** Begin **

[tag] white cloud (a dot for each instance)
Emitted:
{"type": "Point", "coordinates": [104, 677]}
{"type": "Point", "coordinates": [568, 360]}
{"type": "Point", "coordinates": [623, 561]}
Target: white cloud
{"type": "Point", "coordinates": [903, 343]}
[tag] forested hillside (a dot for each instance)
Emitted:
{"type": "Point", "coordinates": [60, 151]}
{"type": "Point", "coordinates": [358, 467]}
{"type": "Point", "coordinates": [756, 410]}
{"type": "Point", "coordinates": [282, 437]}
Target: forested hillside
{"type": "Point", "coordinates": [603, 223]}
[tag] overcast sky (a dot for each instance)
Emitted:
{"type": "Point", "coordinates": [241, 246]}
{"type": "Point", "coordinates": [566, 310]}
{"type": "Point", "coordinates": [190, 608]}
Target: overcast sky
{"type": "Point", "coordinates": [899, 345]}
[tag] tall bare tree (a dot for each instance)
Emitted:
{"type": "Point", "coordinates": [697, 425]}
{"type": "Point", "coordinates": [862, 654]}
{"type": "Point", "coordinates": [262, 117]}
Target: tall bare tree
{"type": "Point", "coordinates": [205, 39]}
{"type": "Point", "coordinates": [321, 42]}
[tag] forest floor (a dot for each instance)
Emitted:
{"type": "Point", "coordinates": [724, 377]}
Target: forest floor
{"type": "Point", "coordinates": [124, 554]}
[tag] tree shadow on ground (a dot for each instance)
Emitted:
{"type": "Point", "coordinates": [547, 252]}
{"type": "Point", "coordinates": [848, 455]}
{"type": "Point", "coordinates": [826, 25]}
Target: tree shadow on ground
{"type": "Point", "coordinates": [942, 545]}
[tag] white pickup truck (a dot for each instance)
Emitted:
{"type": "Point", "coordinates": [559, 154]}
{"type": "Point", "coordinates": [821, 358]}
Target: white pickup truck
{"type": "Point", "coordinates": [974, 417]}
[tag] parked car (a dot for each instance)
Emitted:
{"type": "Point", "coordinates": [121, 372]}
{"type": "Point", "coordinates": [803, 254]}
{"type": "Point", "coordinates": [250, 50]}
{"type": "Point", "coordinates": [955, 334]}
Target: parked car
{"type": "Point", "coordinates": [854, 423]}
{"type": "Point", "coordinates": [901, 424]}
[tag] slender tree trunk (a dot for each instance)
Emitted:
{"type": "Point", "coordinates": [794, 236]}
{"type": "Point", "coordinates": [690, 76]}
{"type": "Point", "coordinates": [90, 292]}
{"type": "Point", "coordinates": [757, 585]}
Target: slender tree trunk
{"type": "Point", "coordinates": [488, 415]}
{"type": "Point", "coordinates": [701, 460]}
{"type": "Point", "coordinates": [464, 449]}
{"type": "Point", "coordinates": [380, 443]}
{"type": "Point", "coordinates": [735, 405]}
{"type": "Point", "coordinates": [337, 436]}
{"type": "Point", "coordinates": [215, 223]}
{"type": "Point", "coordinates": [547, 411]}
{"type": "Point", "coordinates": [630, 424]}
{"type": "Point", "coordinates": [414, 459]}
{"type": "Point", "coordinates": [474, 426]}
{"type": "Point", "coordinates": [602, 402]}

** End **

Given problem:
Write out every entry verbatim.

Problem solution:
[tag] white cloud (a dot for each instance)
Emitted:
{"type": "Point", "coordinates": [104, 677]}
{"type": "Point", "coordinates": [568, 360]}
{"type": "Point", "coordinates": [623, 561]}
Target: white cloud
{"type": "Point", "coordinates": [903, 343]}
[tag] forested hillside (a dot for each instance)
Emitted:
{"type": "Point", "coordinates": [60, 151]}
{"type": "Point", "coordinates": [358, 467]}
{"type": "Point", "coordinates": [756, 410]}
{"type": "Point", "coordinates": [282, 437]}
Target: forested hillside
{"type": "Point", "coordinates": [603, 223]}
[tag] overcast sky (a dot for each instance)
Emitted:
{"type": "Point", "coordinates": [241, 246]}
{"type": "Point", "coordinates": [566, 310]}
{"type": "Point", "coordinates": [190, 608]}
Target: overcast sky
{"type": "Point", "coordinates": [899, 345]}
[tag] tall bare tree (a dot for each instance)
Emitted:
{"type": "Point", "coordinates": [697, 425]}
{"type": "Point", "coordinates": [862, 654]}
{"type": "Point", "coordinates": [262, 117]}
Target: tall bare tree
{"type": "Point", "coordinates": [205, 39]}
{"type": "Point", "coordinates": [321, 42]}
[tag] forest floor (a dot for each instance)
Emitted:
{"type": "Point", "coordinates": [724, 377]}
Target: forest floor
{"type": "Point", "coordinates": [124, 554]}
[tag] tree shadow on ground (a dot for each instance)
Emitted:
{"type": "Point", "coordinates": [547, 252]}
{"type": "Point", "coordinates": [848, 455]}
{"type": "Point", "coordinates": [826, 25]}
Target: tree shadow on ground
{"type": "Point", "coordinates": [942, 545]}
[tag] white pickup truck (a dot for each instance)
Emitted:
{"type": "Point", "coordinates": [559, 154]}
{"type": "Point", "coordinates": [821, 358]}
Target: white pickup truck
{"type": "Point", "coordinates": [974, 417]}
[tag] parked car (a dot for each instance)
Emitted:
{"type": "Point", "coordinates": [121, 372]}
{"type": "Point", "coordinates": [803, 254]}
{"type": "Point", "coordinates": [250, 50]}
{"type": "Point", "coordinates": [955, 334]}
Target: parked car
{"type": "Point", "coordinates": [854, 423]}
{"type": "Point", "coordinates": [901, 424]}
[tag] slender tree trunk (a dot for each instance)
Emitted:
{"type": "Point", "coordinates": [794, 236]}
{"type": "Point", "coordinates": [690, 76]}
{"type": "Point", "coordinates": [90, 292]}
{"type": "Point", "coordinates": [757, 585]}
Target: slender tree trunk
{"type": "Point", "coordinates": [488, 415]}
{"type": "Point", "coordinates": [701, 460]}
{"type": "Point", "coordinates": [464, 449]}
{"type": "Point", "coordinates": [380, 443]}
{"type": "Point", "coordinates": [735, 405]}
{"type": "Point", "coordinates": [337, 436]}
{"type": "Point", "coordinates": [215, 223]}
{"type": "Point", "coordinates": [547, 411]}
{"type": "Point", "coordinates": [630, 424]}
{"type": "Point", "coordinates": [414, 459]}
{"type": "Point", "coordinates": [474, 426]}
{"type": "Point", "coordinates": [602, 402]}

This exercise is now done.